→ **WORK TO DO**:
Gather every line from the rows below that contains the string "trim". Treat uppercase and lowercase letters as different.

Stored items:

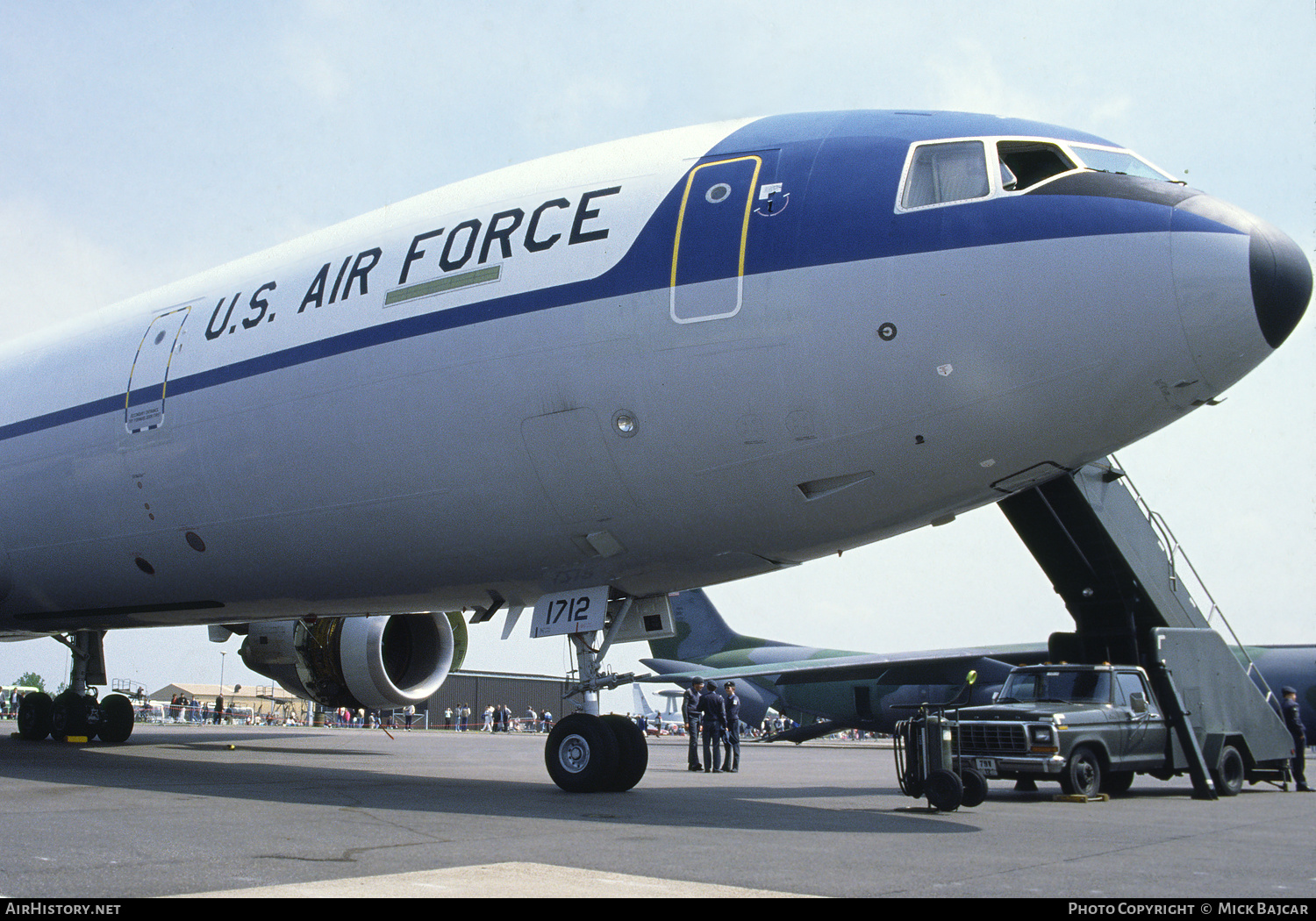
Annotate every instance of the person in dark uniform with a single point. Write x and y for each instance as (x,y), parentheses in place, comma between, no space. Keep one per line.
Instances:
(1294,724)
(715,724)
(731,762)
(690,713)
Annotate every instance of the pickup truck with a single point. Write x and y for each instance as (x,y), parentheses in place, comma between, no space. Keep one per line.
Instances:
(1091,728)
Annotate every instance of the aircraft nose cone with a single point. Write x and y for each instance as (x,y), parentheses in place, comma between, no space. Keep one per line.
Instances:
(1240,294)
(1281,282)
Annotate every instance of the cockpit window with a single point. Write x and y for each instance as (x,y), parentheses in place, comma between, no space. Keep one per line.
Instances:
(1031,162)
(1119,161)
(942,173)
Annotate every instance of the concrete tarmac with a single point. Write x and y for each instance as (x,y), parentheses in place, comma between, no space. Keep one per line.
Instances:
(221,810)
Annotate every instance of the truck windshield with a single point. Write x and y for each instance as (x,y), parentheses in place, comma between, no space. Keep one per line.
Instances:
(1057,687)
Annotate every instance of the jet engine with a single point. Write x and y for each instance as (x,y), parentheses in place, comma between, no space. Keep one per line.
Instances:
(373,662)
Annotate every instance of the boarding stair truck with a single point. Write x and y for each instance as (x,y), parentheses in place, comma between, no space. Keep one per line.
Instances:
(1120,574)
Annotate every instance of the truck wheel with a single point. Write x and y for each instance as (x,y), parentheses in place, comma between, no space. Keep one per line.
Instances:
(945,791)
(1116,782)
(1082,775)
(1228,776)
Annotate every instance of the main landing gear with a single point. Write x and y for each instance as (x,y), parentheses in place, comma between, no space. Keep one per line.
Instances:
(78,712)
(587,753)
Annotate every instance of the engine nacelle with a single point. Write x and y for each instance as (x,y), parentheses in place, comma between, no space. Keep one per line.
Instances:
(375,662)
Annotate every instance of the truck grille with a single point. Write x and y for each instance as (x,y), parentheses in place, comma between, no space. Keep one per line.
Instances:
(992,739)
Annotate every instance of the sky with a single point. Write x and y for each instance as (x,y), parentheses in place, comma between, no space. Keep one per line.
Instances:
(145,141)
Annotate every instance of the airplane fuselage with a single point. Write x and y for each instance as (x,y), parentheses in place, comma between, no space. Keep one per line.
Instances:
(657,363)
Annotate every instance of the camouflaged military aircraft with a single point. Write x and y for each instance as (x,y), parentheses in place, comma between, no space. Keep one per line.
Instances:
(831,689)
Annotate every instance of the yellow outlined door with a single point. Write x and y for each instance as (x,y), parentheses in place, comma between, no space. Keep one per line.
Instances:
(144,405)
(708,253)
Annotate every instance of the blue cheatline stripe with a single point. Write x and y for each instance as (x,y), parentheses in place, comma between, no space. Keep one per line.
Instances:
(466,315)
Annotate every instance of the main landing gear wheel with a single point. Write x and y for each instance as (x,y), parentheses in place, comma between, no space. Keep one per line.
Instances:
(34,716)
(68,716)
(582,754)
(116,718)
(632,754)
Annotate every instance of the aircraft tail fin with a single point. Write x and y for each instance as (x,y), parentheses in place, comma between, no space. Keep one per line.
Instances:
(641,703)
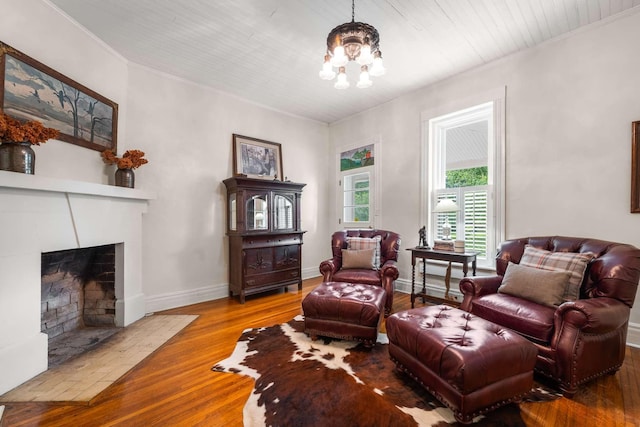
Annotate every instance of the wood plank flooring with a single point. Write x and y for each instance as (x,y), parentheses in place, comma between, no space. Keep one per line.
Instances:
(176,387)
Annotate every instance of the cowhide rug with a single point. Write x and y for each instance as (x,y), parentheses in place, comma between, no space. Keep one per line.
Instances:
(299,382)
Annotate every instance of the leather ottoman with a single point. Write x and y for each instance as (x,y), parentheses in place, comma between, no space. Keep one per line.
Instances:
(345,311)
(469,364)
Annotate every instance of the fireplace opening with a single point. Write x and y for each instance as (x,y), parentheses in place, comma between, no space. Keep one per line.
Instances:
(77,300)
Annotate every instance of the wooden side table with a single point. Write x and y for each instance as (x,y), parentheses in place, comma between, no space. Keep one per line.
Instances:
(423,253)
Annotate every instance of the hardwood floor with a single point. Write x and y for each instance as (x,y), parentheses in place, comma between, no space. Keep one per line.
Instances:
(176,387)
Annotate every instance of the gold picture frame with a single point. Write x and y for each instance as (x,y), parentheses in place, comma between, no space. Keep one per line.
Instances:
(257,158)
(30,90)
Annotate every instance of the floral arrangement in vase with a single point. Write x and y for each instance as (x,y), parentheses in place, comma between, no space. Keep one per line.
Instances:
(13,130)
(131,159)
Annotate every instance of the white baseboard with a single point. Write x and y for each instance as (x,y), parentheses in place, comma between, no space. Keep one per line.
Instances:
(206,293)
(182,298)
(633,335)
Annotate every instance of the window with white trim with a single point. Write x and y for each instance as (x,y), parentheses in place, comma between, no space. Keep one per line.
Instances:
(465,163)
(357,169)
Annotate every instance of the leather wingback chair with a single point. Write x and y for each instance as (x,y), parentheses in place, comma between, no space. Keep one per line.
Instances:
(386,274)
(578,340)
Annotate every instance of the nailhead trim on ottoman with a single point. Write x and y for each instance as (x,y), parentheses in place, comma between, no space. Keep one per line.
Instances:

---

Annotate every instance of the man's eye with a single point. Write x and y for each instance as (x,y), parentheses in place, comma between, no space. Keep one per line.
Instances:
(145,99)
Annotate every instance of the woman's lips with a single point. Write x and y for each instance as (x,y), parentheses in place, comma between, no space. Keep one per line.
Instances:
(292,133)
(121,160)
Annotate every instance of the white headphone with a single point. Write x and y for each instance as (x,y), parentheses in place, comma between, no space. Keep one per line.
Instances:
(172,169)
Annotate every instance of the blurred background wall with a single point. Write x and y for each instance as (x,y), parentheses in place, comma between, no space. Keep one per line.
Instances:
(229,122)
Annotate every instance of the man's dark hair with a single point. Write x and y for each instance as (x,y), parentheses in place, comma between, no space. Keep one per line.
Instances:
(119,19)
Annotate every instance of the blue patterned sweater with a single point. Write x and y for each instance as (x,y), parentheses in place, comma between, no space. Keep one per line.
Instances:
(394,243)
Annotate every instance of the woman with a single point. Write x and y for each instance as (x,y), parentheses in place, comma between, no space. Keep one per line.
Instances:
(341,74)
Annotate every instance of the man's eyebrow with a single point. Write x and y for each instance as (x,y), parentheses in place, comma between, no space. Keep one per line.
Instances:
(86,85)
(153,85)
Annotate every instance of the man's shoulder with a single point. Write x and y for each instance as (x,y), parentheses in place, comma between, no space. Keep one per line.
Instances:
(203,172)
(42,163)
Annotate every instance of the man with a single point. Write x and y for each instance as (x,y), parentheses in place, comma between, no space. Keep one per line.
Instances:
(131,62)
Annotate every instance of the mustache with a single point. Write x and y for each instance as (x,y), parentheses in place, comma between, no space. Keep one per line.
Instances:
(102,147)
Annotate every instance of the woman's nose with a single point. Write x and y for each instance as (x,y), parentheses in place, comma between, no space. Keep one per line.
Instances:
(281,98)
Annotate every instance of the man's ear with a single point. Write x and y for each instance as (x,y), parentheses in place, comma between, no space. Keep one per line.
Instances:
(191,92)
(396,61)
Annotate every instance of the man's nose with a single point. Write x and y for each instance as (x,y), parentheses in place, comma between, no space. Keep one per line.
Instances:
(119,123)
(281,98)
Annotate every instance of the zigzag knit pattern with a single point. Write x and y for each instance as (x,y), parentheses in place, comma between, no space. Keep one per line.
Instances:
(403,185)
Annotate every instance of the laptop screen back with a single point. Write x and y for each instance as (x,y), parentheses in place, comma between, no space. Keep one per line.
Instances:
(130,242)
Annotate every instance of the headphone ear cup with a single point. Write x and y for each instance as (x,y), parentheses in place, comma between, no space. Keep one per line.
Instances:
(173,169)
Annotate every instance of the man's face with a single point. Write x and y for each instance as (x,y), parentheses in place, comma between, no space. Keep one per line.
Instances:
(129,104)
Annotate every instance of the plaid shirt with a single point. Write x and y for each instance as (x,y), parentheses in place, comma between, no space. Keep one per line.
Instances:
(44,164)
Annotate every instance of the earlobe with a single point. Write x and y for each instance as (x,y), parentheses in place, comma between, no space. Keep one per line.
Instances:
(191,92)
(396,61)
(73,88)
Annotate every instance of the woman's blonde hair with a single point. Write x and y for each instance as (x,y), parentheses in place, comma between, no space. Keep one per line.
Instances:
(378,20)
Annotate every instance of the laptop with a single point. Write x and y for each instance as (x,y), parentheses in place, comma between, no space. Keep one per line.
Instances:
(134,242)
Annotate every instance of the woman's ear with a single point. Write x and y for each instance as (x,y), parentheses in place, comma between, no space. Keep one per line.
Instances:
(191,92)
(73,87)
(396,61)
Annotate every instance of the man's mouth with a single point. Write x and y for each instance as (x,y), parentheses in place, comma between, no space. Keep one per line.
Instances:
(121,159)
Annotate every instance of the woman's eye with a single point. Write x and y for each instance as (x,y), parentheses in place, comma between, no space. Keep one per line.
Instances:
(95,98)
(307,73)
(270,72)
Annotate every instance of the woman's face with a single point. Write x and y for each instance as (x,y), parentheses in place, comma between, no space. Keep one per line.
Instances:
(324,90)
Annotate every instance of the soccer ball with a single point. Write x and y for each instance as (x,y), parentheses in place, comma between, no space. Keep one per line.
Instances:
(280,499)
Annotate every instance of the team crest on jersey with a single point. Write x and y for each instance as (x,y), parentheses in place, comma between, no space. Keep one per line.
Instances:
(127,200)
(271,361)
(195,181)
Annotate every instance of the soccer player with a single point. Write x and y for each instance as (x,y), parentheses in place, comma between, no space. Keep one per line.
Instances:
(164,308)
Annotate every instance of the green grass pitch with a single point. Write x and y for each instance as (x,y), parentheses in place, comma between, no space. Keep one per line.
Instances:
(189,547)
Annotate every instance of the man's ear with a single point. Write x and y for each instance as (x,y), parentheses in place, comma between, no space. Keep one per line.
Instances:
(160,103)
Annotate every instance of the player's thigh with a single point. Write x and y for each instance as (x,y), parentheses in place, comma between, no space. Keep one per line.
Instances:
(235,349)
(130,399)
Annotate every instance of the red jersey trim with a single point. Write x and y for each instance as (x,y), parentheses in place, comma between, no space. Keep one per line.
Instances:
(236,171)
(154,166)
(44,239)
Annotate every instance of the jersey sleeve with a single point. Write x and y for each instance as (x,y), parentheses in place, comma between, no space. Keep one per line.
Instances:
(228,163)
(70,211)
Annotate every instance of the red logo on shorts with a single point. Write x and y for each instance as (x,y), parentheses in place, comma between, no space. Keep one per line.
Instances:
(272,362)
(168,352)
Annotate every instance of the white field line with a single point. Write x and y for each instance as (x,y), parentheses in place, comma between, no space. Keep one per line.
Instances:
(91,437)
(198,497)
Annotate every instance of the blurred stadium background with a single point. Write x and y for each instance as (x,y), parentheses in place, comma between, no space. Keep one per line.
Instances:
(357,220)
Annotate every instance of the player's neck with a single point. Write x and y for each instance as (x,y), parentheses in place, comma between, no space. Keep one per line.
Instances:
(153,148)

→ **THE OUTPUT**:
Annotate every instance of the window with white trim with a single point. Write x and y for each instance as (x,y), parentheses in place, comma between, no space. Keep one per line.
Annotate every instance of the nailhead trim on ottoman with a single point. Write x and y for each instance as (x,y), parentheses in place, comma between, no space. Keep one per line.
Annotate every instance of the red jersey trim with a single point. Write x and y for each instance as (x,y), parentheses in place, comma between, no space. Keep one per line.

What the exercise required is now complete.